Given records:
---

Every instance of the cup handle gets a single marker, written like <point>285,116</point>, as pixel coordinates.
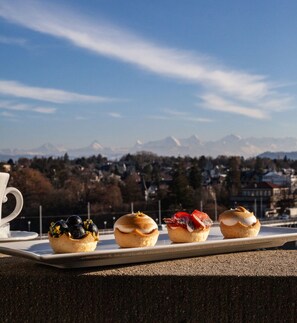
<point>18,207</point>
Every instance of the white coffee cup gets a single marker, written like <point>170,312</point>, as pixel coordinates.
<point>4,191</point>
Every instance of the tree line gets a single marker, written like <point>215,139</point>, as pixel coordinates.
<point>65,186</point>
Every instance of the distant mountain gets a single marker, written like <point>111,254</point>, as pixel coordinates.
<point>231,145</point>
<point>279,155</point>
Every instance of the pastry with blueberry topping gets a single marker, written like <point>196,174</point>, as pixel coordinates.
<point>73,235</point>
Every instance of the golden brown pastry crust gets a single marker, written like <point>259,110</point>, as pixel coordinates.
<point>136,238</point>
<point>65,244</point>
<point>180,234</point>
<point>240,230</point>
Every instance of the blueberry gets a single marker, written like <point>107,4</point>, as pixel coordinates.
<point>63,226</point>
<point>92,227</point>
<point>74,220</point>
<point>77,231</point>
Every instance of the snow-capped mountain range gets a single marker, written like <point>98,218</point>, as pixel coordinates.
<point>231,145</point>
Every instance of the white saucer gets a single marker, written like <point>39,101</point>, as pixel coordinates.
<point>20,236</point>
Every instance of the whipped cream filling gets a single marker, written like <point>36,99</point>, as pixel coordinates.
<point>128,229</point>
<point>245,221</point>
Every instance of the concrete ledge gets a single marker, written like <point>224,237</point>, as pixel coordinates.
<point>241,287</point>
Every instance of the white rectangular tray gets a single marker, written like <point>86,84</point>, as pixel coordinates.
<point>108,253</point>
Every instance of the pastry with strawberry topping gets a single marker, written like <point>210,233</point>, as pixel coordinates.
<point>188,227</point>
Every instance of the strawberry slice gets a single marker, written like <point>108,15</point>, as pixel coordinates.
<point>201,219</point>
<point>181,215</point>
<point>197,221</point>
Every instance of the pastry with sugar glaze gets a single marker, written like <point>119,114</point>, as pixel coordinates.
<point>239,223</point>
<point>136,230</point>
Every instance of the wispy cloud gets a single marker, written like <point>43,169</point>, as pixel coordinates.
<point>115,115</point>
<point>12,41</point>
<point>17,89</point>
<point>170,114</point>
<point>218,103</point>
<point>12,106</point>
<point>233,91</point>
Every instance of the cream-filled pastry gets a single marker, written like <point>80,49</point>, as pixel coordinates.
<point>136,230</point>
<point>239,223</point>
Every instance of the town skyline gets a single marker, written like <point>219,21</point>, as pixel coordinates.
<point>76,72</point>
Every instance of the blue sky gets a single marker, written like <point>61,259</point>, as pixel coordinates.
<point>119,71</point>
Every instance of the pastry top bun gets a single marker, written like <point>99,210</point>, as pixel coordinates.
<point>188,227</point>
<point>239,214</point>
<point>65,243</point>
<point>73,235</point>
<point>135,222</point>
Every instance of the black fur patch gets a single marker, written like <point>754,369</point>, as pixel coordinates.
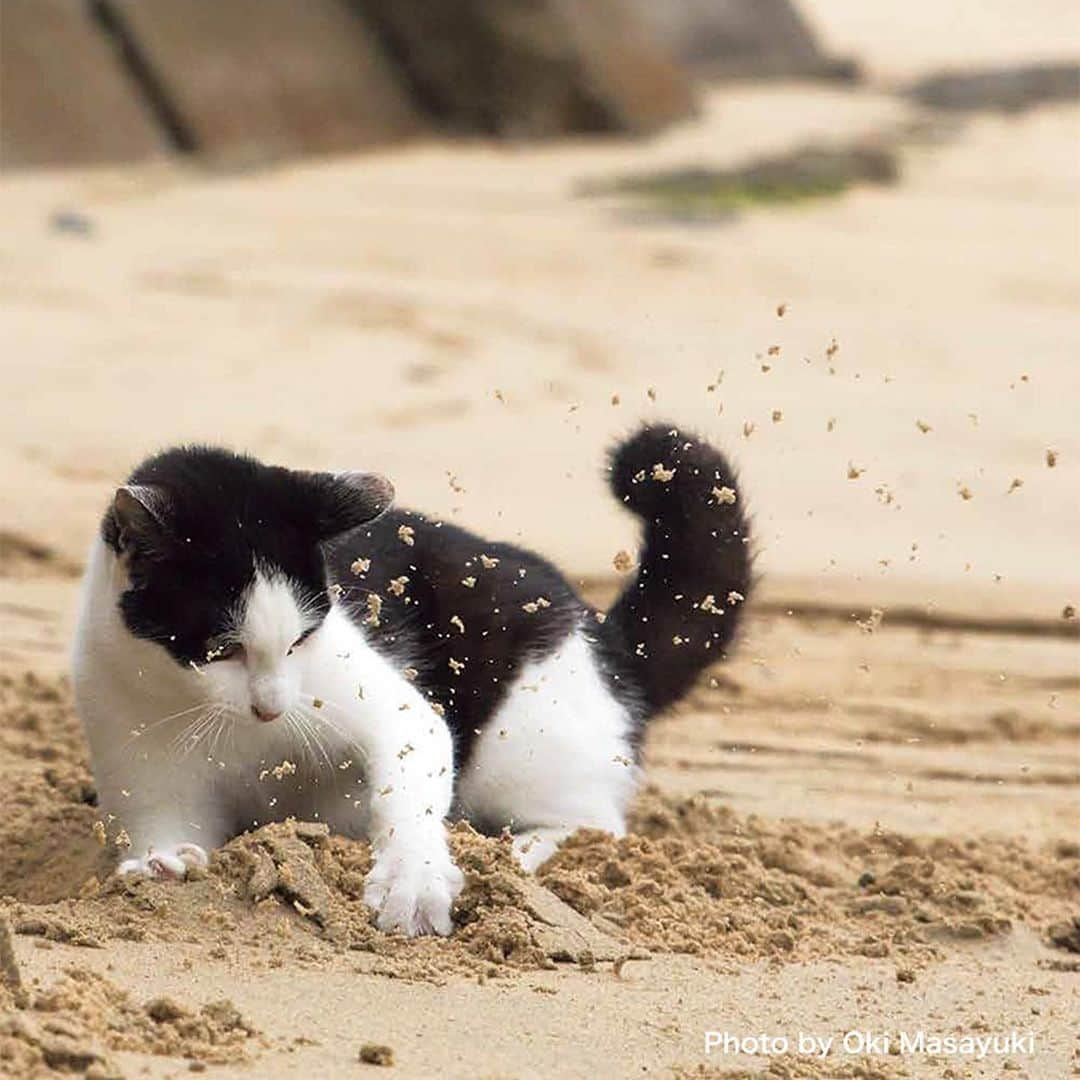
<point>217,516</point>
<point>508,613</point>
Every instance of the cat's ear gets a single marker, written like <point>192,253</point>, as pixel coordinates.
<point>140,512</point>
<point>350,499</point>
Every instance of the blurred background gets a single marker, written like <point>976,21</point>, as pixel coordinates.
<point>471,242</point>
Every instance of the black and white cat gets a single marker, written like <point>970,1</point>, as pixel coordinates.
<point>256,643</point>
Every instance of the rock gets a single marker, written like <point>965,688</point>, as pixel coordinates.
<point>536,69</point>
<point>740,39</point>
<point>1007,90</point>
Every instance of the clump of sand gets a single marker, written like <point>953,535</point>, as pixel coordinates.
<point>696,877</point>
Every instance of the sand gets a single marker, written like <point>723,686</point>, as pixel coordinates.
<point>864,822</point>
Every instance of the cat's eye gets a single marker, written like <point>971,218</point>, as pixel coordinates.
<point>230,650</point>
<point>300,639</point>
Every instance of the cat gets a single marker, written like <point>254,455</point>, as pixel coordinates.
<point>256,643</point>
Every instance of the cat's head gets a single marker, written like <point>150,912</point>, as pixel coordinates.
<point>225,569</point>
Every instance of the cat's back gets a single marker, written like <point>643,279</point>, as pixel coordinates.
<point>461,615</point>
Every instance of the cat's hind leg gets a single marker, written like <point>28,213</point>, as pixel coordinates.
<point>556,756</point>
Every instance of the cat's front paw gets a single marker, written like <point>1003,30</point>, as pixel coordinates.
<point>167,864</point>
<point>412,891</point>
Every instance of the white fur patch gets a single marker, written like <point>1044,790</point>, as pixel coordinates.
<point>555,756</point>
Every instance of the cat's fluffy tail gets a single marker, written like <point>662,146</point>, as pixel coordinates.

---

Your task:
Copy all the items above word for word, but leave out the pictures.

Complete response:
Every instance of the cup handle gets a single marker, written like <point>285,116</point>, as pixel coordinates.
<point>18,207</point>
Every instance of the white coffee cup gets a single marker, written like <point>170,312</point>, as pixel coordinates.
<point>4,191</point>
Every instance of the tree line gets a single marker, written like <point>215,139</point>, as pixel coordinates.
<point>65,186</point>
Every instance of the distant mountain gets a single marker, written like <point>111,254</point>, as pixel coordinates.
<point>231,145</point>
<point>279,155</point>
Every instance of the pastry with blueberry topping gets a single marker, written like <point>196,174</point>, as pixel coordinates.
<point>73,235</point>
Every instance of the golden brown pastry crust gets a single marker, written like <point>259,110</point>, as pixel coordinates.
<point>136,238</point>
<point>65,244</point>
<point>180,234</point>
<point>240,230</point>
Every instance of the blueberry gets a single marker, written like <point>107,4</point>, as pixel coordinates.
<point>63,226</point>
<point>92,227</point>
<point>74,220</point>
<point>77,231</point>
Every instance of the snow-capped mountain range gets a single marker, written like <point>98,218</point>, as pixel coordinates.
<point>231,145</point>
Every instance of the white saucer gets a single marker, written like <point>39,101</point>, as pixel coordinates.
<point>20,236</point>
Every instance of the whipped cream filling gets a single marker, written like <point>36,99</point>, as pixel coordinates.
<point>128,229</point>
<point>245,221</point>
Every instance of the concrete ledge gets a single marker, written like <point>224,237</point>, as pixel coordinates.
<point>241,287</point>
Every instance of the white rectangular tray gets a single marker, written like <point>86,84</point>, as pixel coordinates.
<point>108,253</point>
Every instance of the pastry with strawberry topping gets a single marker, written like <point>210,233</point>, as pixel coordinates.
<point>188,227</point>
Every instance of the strawberry slice gets a single marker, written like <point>108,15</point>, as pixel coordinates.
<point>201,219</point>
<point>181,215</point>
<point>197,221</point>
Every instance of the pastry with sugar glaze gets a single marker, written like <point>119,114</point>, as pixel coordinates.
<point>239,223</point>
<point>136,230</point>
Every instance of the wispy cloud gets a single marker, written like <point>43,169</point>, as pixel coordinates.
<point>115,115</point>
<point>12,41</point>
<point>17,89</point>
<point>170,114</point>
<point>218,103</point>
<point>12,106</point>
<point>233,91</point>
Every instance of the cream-filled pastry gets a single marker, written like <point>80,49</point>, as pixel coordinates.
<point>136,230</point>
<point>239,223</point>
Every instance of the town skyline gets a single marker, written like <point>219,21</point>, as pixel coordinates.
<point>76,72</point>
Every instance of the blue sky gets a single marker, written like <point>61,259</point>, as pixel coordinates.
<point>119,71</point>
Every instance of the pastry top bun gets a single marker, written like <point>99,210</point>, as pixel coordinates.
<point>188,227</point>
<point>239,214</point>
<point>65,243</point>
<point>73,235</point>
<point>135,222</point>
Every instance of the black fur patch gets a single marker, written like <point>754,369</point>, as pixel coordinates.
<point>217,516</point>
<point>508,613</point>
Every instance of the cat's ear gets a single marker, written like <point>192,253</point>, as pixel coordinates.
<point>140,512</point>
<point>350,499</point>
Every instance of the blurred background gets a single marker, written like <point>976,21</point>, as pixel coordinates.
<point>471,242</point>
Every instance of the black and white cat gets a single marker, written like <point>970,1</point>, as pixel coordinates.
<point>256,643</point>
Every instance of the rock gets a single marker, written like <point>965,688</point>, as pixel coordinates.
<point>536,69</point>
<point>740,39</point>
<point>1007,90</point>
Every instance of the clump of sand gets a single marker, written like <point>953,535</point>, as pixel coordinates.
<point>696,877</point>
Every instance of the sand gets a single marker, written like <point>723,686</point>, as pixel coordinates.
<point>864,822</point>
Every instance of the cat's eye gets a single marker, written like <point>971,218</point>, as pixel coordinates.
<point>230,650</point>
<point>300,639</point>
Every instance of the cat gets a single marker, written like <point>254,455</point>, as pixel coordinates.
<point>256,643</point>
Every instance of the cat's head gets a single marker, written like <point>150,912</point>, as pixel coordinates.
<point>225,569</point>
Every instance of the cat's back gets a single marker, written like <point>643,279</point>, as pixel coordinates.
<point>461,615</point>
Every instance of the cat's hind leg gets a single marker, written like <point>28,213</point>, as pixel coordinates.
<point>556,756</point>
Every instance of the cat's front paw gets a single marker, written like <point>1003,30</point>, as pixel coordinates.
<point>167,864</point>
<point>412,891</point>
Every instance of the white fur patch gets a single marker, written like <point>1044,790</point>, as pixel coordinates.
<point>555,756</point>
Every instance of the cat's fluffy tail gets a single marker, written like <point>662,146</point>, as pixel coordinates.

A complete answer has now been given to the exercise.